§ Tasks:
a) In the boxing passage, who refereed the fight between Victor Ortiz and Floyd Mayweather?
b) Name every person mentioned in the boxing passage.
c) Extend the boxing passage about Luis Collazo and Victor Ortiz beyond its last sentence.

Collazo however, despite the setbacks has always been a fighter who will give anyone in the Welterweight division a difficult fight. Luis Collazo is still a world-class boxer and definitely a threat to anyone who might oppose him. Since his most recent loss, a ten round unanimous decision to Freddy Hernandez in 2011, Collazo was able to build momentum winning three straight fights which would lead to his next opportunity on the marquee level of the sport. Collazo’s opponent? Victor Ortiz…

An argument should be made that one fighter that has been one of Boxing’s hottest rising stars in the last several years has been Victor Ortiz. Most will remember Ortiz’ thrilling knockdown, drag out war against Andre Berto in April of 2011. A fight that was voted fight of the year by many was Ortiz’ crowning achievement as he defeated Berto for the WBC Welterweight world title that night. Off a great fight as that fight was it was not hard to understand that Ortiz would be a front runner for a potential fight with Floyd Mayweather, the man widely considered the best fighter pound for pound in the world.

Ortiz did get his opportunity to prove that he belonged in the discussion of the sport’s pound for pound debates when he defended his world title against Mayweather later that year. A fight that will forever be remembered for it’s somewhat controversial outcome. Ortiz was penalized a point for an intentional head butt in round four. While the referee Joe Cortez appeared to have his attention diverted from the action Mayweather knocked Ortiz out with two legal punches while Ortiz seemed to be waiting for Cortez to restart the action. Cortez subsequently counted Ortiz out upon seeing him on the canvas after being knocked down.

§ Data:
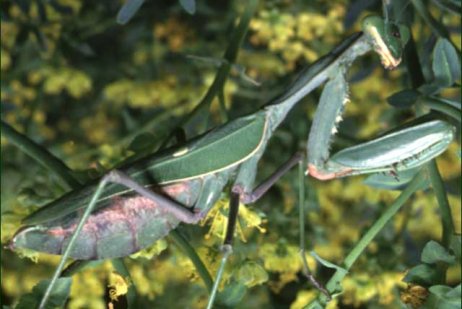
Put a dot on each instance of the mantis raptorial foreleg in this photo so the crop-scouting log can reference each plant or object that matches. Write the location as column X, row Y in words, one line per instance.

§ Answers to each task:
a) Joe Cortez

b) Luis Collazo, Freddy Hernandez, Victor Ortiz, Andre Berto, Floyd Mayweather, Joe Cortez

c)
After the somewhat controversial way that fight ended, Ortiz was then slated to face Berto in what was a highly anticipated rematch. Unfortunately for Ortiz, the rematch would not come to be as Berto would first suffer an injury causing postponement to the bout and eventually a cancellation of the fight after Berto tested positive for a banned substance during randomized testing conducted by the Voluntary Anti-Doping Association (VADA). 

A replacement for Berto would be found in then Jr. Welterweight contender Josesito Lopez who agreed to move up to the Welterweight division to face Ortiz. The fight which took place in June of 2012 was a give and take battle where both fighters had their moments. The exciting fight was halted at the end of the ninth round when Ortiz had to retire from the fight after suffering a broken jaw. To many, Ortiz’ loss to Lopez was unexpected and for some would raise questions as to Ortiz’ future. Much like Collazo, Ortiz has had more than his share of obstacles.

When this fight was announced I was somewhat surprised that Victor Ortiz would come back after suffering two straight losses against such a difficult opponent in Luis Collazo. It was however, an interesting fight that would garner attention. One could make a valid argument that this fight could well have represented a make it, or break it scenario for either fighter each with something to prove.

Could Ortiz bounce back after suffering back-to-back knockout losses and after being out of action for over a year? Could Luis Collazo finally get that marquee win against a recognized star the sport and thus catapult himself back into the world title picture?

The answers to those questions could be viewed as both simple and complex. The two former world champions squared off at the Barclays Center in Brooklyn, New York on Thursday night with Collazo’s WBA International Welterweight championship at stake.  

The fight began with both fighters willing to engage each other in close quarters with both being able to have periods of effectiveness and more or less match each other punch for punch. The first round was extremely close, but I felt that Collazo had a little more sting to his punches and had a slight edge in my opinion while Ortiz seemed to be tight. Although Ortiz was not tentative or sluggish and came out aggressively to start the fight, Collazo seemed to be a little more warmed up and was able to make Ortiz miss with solid defense.

The second round began much like the first round had ended with both fighters continuing to engage each other. A slight difference could be attributed to Collazo who continued to make Ortiz miss periodically and land punches effectively in combination. Even though he was still aggressive Ortiz seemed to have trouble finding his distance which smothered some of his offense and as well he seemed to have trouble finding his rhythm.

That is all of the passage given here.